== Selected passage

As I did in 2009, I have been planning on using my upcoming birthday as a way to raise money for a good cause. However, this year I thought up a twist that I believe makes the project especially fun and important. My plan is to raise more money for a good cause ($751) than the Tea Party Prop A opposition, from a larger number of contributers (25), and to end with a pro-transit rally with more people (30) than the tea party ever got to attend an anti-Prop A rally. This is partly just a fun way to motivate people to donate to a good cause, but I think it also can help to raise awareness of just how misguided the media coverage of this issue was. If that's all you need to know, please click here to donate to my favorite local group, Missouri Jobs with Justice. If you'd like to know more, please read on.
First of all, Missouri Jobs with Justice is an amazing group. They do not just fight against symptoms, but work to address the structural problems that lead to economic injustice in our society. They led the effort to raise the Missouri minimum wage back in 2006 and have defended it from right-wing attack in the state legislature every year since. They stopped Ward Connerly from even being able to get enough signatures to get an anti-Affirmative Action initiative on the ballot. They helped coordinate the Missouri push for health care reform. And they've trained thousands of people to organize for social change. Any money that goes to Missouri JwJ will be used strategically and thoughtfully to fight for a more just society. I should note that I'm a student/youth co-chair for Jobs with Justice, but I don't get any money from them. In fact, I spend my money to be a sustainer for the organization because I believe so much in their mission.
Second, I've detailed extensively in the last week how the St. Louis media created an anti-Proposition A narrative based entirely on their exaggeration of the influence of the St. Louis Tea Party, and then started using this artificial narrative to predict that Prop A would fail. If it weren't for the hard work of a lot of people and the power of social media, it's very likely that this media narrative could have caused Proposition A to lose.

====

(Exercise tasks)
**A.** Reproduce word for word the portion of the birthday fundraiser post starting at "Second, I've detailed" and ending at "Proposition A to lose.".
**B.** According to the birthday fundraiser post, in what year did Missouri Jobs with Justice lead the effort to raise the Missouri minimum wage?
The listing that comes next is separate material with no connection to the birthday fundraiser post.

== Excerpted data

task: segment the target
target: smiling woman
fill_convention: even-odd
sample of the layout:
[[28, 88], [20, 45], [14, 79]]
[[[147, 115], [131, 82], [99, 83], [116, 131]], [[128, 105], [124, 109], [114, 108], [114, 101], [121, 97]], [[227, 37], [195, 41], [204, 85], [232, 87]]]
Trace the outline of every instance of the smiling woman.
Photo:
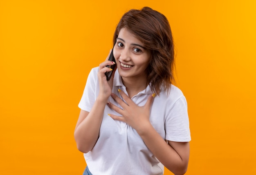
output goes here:
[[113, 38], [116, 62], [109, 55], [92, 70], [79, 104], [74, 137], [84, 175], [186, 171], [190, 132], [186, 98], [171, 84], [172, 40], [166, 18], [149, 7], [123, 16]]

====

(Outputs in order)
**A.**
Second, I've detailed extensively in the last week how the St. Louis media created an anti-Proposition A narrative based entirely on their exaggeration of the influence of the St. Louis Tea Party, and then started using this artificial narrative to predict that Prop A would fail. If it weren't for the hard work of a lot of people and the power of social media, it's very likely that this media narrative could have caused Proposition A to lose.

**B.** 2006